Aim A: List every oil well the allision passage identifies by number.
Aim B:
Answer these questions from the allision passage:
(i) About how long after the allision did Perrin and Simmons photograph well 2430 #1?
(ii) What normal water depth did CWO Snyder find for Three Bayou Bay around wells 2430 #1 and 2430 #2?
(iii) According to Santini, what alone would raise the water level above three feet?
Aim C: Pick up the allision passage after its final sentence and keep writing it.

Text:
Perrin and Simmons filed a report with the U.S. Coast Guard. Approximately a week after the allision, Perrin and Simmons took photographs of well 2430 #1, the one they believed they had hit. This well is not located in a designated lane of navigation in the Bay. About six months to one year later, upon inspection of wells 2430 #1 and 2430 #2, Wichita's employee, Michael Santini, found no damage to either one.

Chief Warrant Officer ("CWO") Matt Snyder, a marine investigator for the U.S. Coast Guard, investigated the accident. One of CWO Snyder's tasks was to determine whether the unlit wells in question were required to be lit under applicable U.S. Coast Guard regulations. See Title 33 of the Code of Federal Regulations, Section 67.30-5. Under 33 C.F.R. § 67.30-5, a well structure must have obstruction lights if it is located in depths greater than three feet at mean low water. Based upon his investigation and information provided by the Eighth Coast Guard District office in New Orleans, CWO Snyder determined that the normal water depth in Three Bayou Bay and around wells 2430 #1 and 2430 #2 is three feet. ( See Snyder Decl., attached to Def.'s Mem. Supp. Mot. Summ. J. Ex. H.) Accordingly, CWO Snyder concluded that the wells in question did not require lighting. CWO Snyder's report stated that pilot caused the allision by operating his vessel at an unsafe speed under conditions of darkness when he was unfamiliar with the area. ( See id.)

In addition to CWO Snyder's findings, Wichita's employees, Michael Santini and Steve Wheeler, who were familiar with the Bay and the wells, testified that the water around wells 2430 #1 and 2430 #2 is less than three feet deep. ( See Dep. of Michael A. Santini, attached to Pls.' Opp'n Mem. Ex. B at 13-16; Dep. of Steve Wheeler, attached to Pls.' Opp'n Mem. Ex. C at 18, 20.) Santini stated that only a hurricane would cause the water level to rise above three feet. ( See Dep. of Michael A. Santini, attached to Pls.' Opp'n Mem. Ex. B at 13-16.) By comparison, he testified that the water level around wells 2707 #1, 2707 #2, and 2707 #3 is about four and one half feet deep. Wheeler also testified that annual U.S. Coast Guard inspections have found wells 2430 #1 and 2430 #2 to be in nonnavigable waters and therefore to require no lighting. ( See Dep. of Steve Wheeler, attached to Pls.' Opp'n Mem. Ex. C at 39.)

Listed records:
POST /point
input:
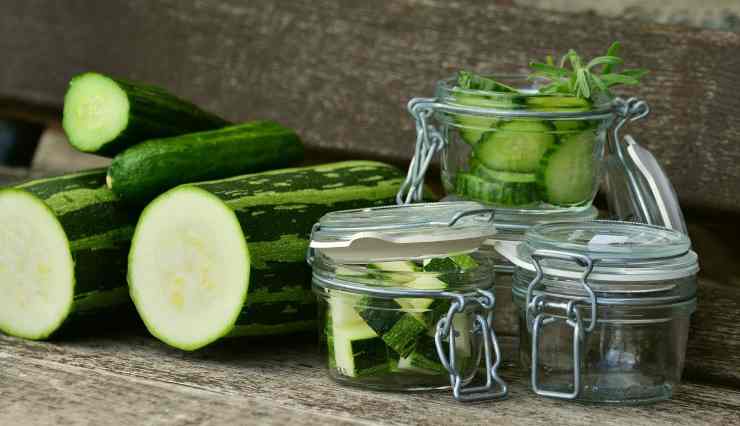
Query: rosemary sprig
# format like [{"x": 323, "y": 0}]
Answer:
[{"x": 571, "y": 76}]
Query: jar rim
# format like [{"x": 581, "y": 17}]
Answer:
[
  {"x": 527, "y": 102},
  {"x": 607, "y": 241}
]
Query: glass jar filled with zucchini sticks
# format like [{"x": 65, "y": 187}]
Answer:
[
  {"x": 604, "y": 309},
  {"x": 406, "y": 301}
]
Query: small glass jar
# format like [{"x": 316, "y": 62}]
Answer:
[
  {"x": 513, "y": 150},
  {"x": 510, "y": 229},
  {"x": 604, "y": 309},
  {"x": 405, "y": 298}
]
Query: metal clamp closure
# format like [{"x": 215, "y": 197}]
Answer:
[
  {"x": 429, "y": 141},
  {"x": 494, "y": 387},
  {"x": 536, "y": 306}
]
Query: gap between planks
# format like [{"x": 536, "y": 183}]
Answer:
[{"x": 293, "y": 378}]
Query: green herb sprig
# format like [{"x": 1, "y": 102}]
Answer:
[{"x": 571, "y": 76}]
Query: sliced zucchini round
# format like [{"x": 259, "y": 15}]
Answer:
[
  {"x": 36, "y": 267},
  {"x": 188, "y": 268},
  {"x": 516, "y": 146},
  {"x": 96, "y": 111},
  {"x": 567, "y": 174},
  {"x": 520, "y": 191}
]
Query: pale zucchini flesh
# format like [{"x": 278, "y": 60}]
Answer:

Exercise response A: 2430 #1, 2430 #2, 2707 #1, 2707 #2, 2707 #3

Exercise response B:
(i) About a week
(ii) Three feet
(iii) A hurricane

Exercise response C:
Michael Perrin and Marvin Simmons sued Wichita for injuries they allegedly sustained as a result of the allision. Lisa Perrin and Tammy Simmons, their spouses, sued Wichita for loss of consortium. Wichita moves for summary judgment on the asserted grounds that (1) plaintiffs have not established that the defendant owed plaintiffs Michael Perrin and Marvin Simmons a duty of care because plaintiffs cannot show that the well allegedly involved in the accident was required to have an obstruction light under U.S. Coast Guard regulations; (2) plaintiffs have failed to establish that a well owned and/or operated by Wichita was involved in the accident; (3) plaintiffs' conduct was the sole cause of the accident; and (4) plaintiffs are not entitled to recover any non-pecuniary damages and/or damages for loss of consortium under the general maritime law.

For the following reasons, this Court GRANTS defendant's motion for summary judgment on the issue of duty.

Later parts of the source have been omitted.